TEXT FOR ANALYSIS:
☆ ☆ ☆

In water treatment plants, it is essential to monitor the key parameters to ensure that water quality matches the required specification, as lack of maintenance can cause contamination with serious consequences. Documentation of trends and historical data are also required not only to fulfil legal obligations but also to ensure that any problems are identified and resolved in a timely manner.
Pacific Controls ICT Enabled Managed Services for Business Process Integration can be used in water treatment plants and RO systems to help operations and maintenance personnel to monitor and control the plant remotely, to detect equipment failures and to prepare preventive maintenance procedures that will result in more efficient operations. The services will predict future failures before they occur and coordinate pre-emptive maintenance.

☆ ☆ ☆

DATA:

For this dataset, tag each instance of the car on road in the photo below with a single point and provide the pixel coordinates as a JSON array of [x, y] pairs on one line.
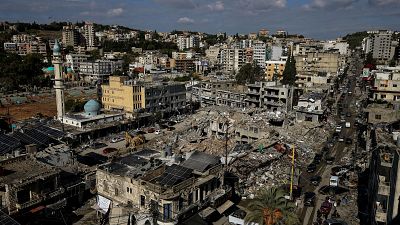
[[311, 168], [339, 171], [309, 199], [338, 128], [329, 159], [98, 145], [325, 208], [317, 158], [109, 150], [315, 180], [334, 222], [117, 139]]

☆ ☆ ☆

ACTIVITY A: Please explain why, according to the water treatment passage, plants need documentation of trends and historical data. Answer in one to three sentences.
ACTIVITY B: Carry the water treatment passage forward from its final sentence.

WRITTEN RESPONSE A: Plants need documentation of trends and historical data to fulfil legal obligations. It also ensures that any problems are identified and resolved in a timely manner.

WRITTEN RESPONSE B:
Real-time data is collected and stored in Pacific Controls Galaxy platform, which is designed with an open architecture for ease of integration with the supplier’s existing systems. The Pacific Controls data panels can collect information from proprietary systems and can easily be installed in older plants. Gbots can be used to control the plants remotely. Historical data is stored for easy retrieval and reports for regulators can be produced automatically at the appropriate time.
Using Pacific Controls Managed Services for Critical Assets Monitoring allows manufacturers of water treatment plants to create a comprehensive database of information for their entire portfolio of installed equipment. The system unifies all of the data retrieved, making it comparable, and uses artificial intelligence, data mining techniques, trend prediction and modelling to deliver meaningful results in a range of dashboards and reports. The service brings long-term benefits as it will assist in delivering higher value to customers and by positioning the product in a premium quality market space.
Suppliers of water treatment plant and RO systems can use Pacific Controls Managed Services for Critical Assets Monitoring to add depth to their service offering. They can offer maintenance and monitoring services cost-effectively which will help them to develop a long-term relationship with their customers.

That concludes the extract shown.